• [PROBLEM TO WORK ON]
Search the data for lines holding the word "image". State how many there are, and nothing else.

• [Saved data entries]

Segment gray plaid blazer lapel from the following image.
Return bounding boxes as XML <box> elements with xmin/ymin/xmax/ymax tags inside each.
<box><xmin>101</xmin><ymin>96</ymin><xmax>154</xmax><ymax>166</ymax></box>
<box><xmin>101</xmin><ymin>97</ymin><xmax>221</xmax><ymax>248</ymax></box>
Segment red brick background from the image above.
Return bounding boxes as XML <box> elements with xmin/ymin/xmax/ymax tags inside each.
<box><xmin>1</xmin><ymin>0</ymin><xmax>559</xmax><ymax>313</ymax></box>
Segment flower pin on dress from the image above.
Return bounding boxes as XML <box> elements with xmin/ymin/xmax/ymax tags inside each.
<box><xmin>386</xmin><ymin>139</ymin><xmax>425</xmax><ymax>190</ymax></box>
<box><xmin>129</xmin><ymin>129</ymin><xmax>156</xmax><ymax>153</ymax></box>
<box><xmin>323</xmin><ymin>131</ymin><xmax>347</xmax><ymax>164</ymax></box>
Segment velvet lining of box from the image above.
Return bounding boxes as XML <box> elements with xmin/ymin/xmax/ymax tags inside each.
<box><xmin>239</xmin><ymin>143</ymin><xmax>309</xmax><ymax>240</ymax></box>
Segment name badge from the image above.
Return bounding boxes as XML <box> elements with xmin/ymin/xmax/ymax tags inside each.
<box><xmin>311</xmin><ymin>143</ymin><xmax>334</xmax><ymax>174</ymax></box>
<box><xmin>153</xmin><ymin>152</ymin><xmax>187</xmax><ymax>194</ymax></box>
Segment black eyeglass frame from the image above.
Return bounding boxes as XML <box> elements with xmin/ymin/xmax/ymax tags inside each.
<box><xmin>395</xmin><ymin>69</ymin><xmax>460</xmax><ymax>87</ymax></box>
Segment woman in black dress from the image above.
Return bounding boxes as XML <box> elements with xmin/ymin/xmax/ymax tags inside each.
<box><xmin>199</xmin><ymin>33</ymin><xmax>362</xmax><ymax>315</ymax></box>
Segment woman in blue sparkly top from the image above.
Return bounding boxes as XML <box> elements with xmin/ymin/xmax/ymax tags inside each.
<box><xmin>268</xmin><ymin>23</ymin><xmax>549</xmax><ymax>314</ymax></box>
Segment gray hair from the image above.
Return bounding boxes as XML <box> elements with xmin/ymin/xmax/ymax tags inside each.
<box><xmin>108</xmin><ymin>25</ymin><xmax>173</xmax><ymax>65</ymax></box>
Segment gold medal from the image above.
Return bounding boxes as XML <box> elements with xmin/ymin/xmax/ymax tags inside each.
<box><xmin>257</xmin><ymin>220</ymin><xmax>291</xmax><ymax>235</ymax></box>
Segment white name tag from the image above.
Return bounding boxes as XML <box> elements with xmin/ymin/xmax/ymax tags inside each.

• [ANSWER TO THIS PROBLEM]
11